(Data from a dataset)
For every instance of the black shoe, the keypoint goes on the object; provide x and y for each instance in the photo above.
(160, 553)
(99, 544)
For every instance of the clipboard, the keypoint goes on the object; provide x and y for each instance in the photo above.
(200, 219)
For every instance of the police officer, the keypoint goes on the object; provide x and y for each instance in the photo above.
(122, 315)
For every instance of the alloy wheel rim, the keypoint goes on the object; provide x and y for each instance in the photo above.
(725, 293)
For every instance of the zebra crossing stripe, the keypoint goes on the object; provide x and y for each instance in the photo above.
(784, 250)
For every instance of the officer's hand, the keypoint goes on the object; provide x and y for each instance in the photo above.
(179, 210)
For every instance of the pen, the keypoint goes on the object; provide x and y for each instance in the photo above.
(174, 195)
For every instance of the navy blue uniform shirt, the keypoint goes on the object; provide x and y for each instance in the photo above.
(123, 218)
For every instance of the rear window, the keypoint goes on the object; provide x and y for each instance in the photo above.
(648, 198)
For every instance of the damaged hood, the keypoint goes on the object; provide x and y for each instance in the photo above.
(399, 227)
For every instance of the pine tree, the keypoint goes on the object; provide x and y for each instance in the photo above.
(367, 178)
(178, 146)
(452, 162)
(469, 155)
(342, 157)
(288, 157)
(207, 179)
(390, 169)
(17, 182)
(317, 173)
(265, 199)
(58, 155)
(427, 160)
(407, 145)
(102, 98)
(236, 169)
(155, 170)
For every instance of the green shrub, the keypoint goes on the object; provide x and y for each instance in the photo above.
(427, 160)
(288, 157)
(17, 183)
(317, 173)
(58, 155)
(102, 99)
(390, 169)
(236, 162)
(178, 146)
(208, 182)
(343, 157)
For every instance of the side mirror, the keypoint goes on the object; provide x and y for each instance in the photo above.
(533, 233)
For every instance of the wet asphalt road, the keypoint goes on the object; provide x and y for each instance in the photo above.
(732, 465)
...
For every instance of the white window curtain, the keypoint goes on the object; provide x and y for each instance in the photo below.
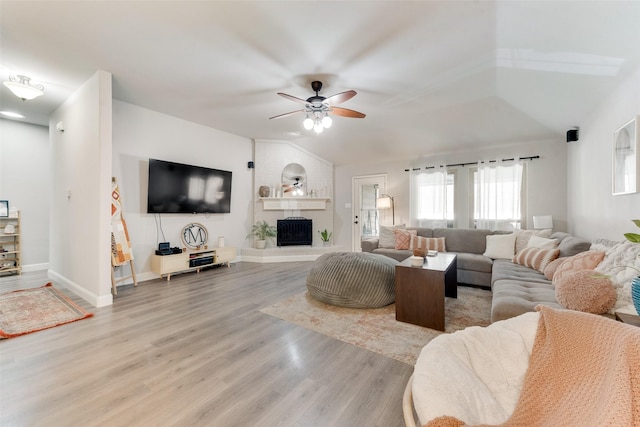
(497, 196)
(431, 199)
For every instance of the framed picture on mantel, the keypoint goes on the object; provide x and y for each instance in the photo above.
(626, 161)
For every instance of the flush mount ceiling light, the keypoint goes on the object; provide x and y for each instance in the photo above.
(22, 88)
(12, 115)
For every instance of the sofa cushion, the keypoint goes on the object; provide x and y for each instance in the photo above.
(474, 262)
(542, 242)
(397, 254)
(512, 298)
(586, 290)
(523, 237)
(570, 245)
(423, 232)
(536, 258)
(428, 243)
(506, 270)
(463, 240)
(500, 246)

• **TASK**
Return every line of the data above that contains the word "officer".

• **TASK OUTPUT**
For every instance of the police officer, the keypoint goes on the object; provide x and y for each instance in the photo above.
For every instance of the officer's hand, the keypoint goes on the object; provide x and y for each instance in the photo above.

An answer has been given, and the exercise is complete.